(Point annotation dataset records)
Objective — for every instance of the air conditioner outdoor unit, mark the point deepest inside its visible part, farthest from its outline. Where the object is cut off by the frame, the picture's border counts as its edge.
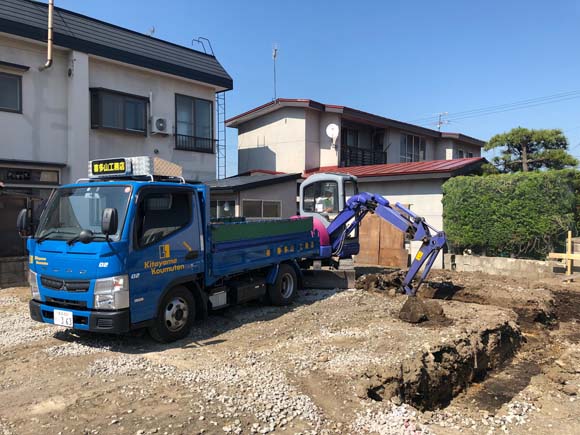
(159, 125)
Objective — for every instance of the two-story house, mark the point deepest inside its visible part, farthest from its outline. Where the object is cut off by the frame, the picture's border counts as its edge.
(404, 162)
(109, 92)
(289, 135)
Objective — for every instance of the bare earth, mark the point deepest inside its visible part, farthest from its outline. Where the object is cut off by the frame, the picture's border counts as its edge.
(334, 362)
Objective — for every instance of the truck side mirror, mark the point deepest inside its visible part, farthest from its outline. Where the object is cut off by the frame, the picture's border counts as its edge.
(24, 223)
(109, 221)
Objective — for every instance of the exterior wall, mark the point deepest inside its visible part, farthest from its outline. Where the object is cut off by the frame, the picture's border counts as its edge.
(328, 154)
(466, 149)
(514, 267)
(447, 149)
(394, 146)
(283, 192)
(274, 141)
(423, 196)
(39, 133)
(118, 77)
(54, 126)
(312, 141)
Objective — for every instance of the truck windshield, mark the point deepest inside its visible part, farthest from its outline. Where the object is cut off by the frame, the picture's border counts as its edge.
(71, 210)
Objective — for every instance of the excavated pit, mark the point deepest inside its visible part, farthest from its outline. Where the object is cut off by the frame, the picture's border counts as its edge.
(531, 304)
(366, 349)
(439, 373)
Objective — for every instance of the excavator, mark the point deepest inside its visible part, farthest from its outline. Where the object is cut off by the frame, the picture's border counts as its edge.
(337, 209)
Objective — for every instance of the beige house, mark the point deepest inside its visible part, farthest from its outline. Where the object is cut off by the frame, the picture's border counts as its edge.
(254, 195)
(289, 135)
(109, 92)
(405, 163)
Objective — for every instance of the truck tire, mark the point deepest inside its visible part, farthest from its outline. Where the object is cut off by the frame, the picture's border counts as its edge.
(175, 316)
(283, 291)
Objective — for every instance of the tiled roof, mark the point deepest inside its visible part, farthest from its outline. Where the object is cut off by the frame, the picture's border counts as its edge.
(244, 182)
(346, 113)
(29, 19)
(413, 168)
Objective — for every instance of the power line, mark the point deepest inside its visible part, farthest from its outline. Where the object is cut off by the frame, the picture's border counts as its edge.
(489, 110)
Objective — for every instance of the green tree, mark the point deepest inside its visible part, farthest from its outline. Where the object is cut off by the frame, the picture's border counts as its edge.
(526, 150)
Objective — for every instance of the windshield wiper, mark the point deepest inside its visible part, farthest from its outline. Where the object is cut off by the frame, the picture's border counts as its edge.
(50, 233)
(85, 236)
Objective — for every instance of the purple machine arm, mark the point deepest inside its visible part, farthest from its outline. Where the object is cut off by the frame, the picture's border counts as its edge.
(400, 217)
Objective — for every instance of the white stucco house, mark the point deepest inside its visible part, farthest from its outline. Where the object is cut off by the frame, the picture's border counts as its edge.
(406, 163)
(109, 92)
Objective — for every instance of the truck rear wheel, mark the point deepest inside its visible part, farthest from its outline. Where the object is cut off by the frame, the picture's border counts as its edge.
(283, 290)
(175, 316)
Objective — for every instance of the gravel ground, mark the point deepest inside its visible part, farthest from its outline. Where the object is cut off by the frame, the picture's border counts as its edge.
(299, 370)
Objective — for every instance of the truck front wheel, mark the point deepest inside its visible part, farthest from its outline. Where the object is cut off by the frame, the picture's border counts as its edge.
(175, 316)
(283, 290)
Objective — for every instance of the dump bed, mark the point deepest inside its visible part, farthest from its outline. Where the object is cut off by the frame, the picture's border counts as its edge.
(239, 245)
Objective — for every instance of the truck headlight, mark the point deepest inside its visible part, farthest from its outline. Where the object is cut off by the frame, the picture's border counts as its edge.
(112, 293)
(33, 281)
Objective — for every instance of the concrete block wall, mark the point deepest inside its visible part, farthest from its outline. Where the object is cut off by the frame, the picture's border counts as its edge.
(13, 272)
(515, 267)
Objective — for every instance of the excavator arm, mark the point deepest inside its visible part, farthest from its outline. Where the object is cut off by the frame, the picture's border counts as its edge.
(414, 226)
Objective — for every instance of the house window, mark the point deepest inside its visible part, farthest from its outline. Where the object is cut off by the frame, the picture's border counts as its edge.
(349, 137)
(118, 111)
(10, 93)
(193, 124)
(256, 208)
(412, 148)
(222, 209)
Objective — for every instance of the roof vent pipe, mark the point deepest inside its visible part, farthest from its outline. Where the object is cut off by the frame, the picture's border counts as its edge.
(48, 63)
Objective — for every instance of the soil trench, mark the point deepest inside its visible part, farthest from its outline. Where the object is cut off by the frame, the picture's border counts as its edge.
(437, 375)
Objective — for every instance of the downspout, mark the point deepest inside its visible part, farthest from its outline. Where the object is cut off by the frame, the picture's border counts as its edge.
(48, 63)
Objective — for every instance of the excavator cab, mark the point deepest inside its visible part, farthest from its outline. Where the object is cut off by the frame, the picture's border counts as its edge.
(337, 209)
(323, 197)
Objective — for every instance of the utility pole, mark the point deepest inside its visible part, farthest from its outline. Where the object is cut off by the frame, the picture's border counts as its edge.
(274, 57)
(441, 121)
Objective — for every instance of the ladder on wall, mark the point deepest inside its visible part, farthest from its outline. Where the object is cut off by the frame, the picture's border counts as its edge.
(220, 99)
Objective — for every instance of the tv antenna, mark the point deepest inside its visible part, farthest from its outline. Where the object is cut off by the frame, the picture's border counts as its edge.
(274, 57)
(440, 121)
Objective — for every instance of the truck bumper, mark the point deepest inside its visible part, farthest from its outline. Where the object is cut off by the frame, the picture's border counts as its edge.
(111, 322)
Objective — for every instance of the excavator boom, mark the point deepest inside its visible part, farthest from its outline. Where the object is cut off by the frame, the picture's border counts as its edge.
(414, 226)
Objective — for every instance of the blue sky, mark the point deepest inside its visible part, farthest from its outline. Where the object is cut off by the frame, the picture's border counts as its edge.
(401, 59)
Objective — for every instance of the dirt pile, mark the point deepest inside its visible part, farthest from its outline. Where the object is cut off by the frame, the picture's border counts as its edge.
(438, 374)
(381, 282)
(417, 310)
(566, 372)
(531, 304)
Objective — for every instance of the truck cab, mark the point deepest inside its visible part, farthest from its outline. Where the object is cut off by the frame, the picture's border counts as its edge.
(128, 248)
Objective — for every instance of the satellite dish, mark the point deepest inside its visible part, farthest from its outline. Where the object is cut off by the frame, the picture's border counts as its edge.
(160, 124)
(332, 131)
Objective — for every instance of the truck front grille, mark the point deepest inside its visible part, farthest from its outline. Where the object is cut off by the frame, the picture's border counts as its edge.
(66, 303)
(65, 285)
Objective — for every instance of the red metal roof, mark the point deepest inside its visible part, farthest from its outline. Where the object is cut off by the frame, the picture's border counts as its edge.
(262, 171)
(413, 168)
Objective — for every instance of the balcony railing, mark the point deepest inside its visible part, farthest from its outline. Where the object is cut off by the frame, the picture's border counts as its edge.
(192, 143)
(351, 156)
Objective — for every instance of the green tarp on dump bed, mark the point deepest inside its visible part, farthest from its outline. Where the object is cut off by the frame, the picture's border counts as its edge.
(235, 231)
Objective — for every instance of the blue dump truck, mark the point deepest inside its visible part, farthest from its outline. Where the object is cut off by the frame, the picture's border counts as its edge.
(133, 246)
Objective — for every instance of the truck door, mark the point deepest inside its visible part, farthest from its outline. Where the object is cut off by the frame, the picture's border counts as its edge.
(166, 246)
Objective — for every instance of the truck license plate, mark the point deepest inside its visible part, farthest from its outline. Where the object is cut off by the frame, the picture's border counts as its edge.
(63, 318)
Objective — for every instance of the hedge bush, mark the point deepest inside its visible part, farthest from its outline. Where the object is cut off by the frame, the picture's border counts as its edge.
(524, 214)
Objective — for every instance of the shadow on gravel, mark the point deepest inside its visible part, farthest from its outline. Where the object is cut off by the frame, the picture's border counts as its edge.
(204, 332)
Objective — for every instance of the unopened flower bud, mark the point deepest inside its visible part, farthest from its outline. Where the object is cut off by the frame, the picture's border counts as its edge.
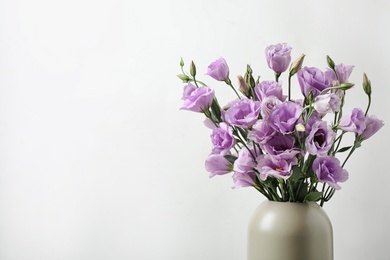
(297, 65)
(366, 84)
(243, 87)
(346, 86)
(250, 81)
(192, 69)
(183, 77)
(300, 127)
(330, 62)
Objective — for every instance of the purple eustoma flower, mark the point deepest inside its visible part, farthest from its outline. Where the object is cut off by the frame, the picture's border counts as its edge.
(269, 88)
(373, 124)
(274, 166)
(312, 80)
(217, 164)
(267, 105)
(328, 170)
(218, 70)
(261, 132)
(320, 139)
(278, 57)
(197, 99)
(243, 113)
(245, 161)
(343, 73)
(282, 146)
(244, 179)
(353, 121)
(222, 138)
(284, 117)
(327, 103)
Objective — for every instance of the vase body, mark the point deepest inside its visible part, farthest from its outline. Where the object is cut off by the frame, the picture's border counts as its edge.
(289, 231)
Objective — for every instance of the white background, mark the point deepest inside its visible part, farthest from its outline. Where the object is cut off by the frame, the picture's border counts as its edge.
(97, 161)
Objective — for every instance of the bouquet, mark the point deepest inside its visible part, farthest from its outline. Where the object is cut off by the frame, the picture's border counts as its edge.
(285, 148)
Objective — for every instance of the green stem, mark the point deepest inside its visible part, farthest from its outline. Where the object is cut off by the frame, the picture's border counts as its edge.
(339, 141)
(289, 87)
(349, 155)
(369, 104)
(229, 82)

REQUIREMENTS: Your task is to return, exactly and on their own, the lines from the one containing "Objective — for every instance of the vase" through the last line of the listing.

THE REPLY:
Objective — for every instance of the vase body, mark the point deepest inside its visible part, farthest from its outline. Where the object is cut off by the frame, the picture's border counts as its edge.
(289, 231)
Objective — for every instance of the white background, mark the point deepest inside its visible part, farthest from its outline. Where the object is cut off by the frame, the picture's border counts as its edge.
(97, 161)
Objective — for every instance of the bouquet, mark the point deepest inside its visible part, farthest from its outline. Where the object is cut off by the frame, the picture's border counts as its edge.
(285, 148)
Objective — for every instance of the green stem, mark the point deepest inside its visible part, farthest from its outline. Where the object is cut off by the frame, the picture's border counts as its edge.
(339, 141)
(289, 87)
(349, 155)
(369, 104)
(229, 82)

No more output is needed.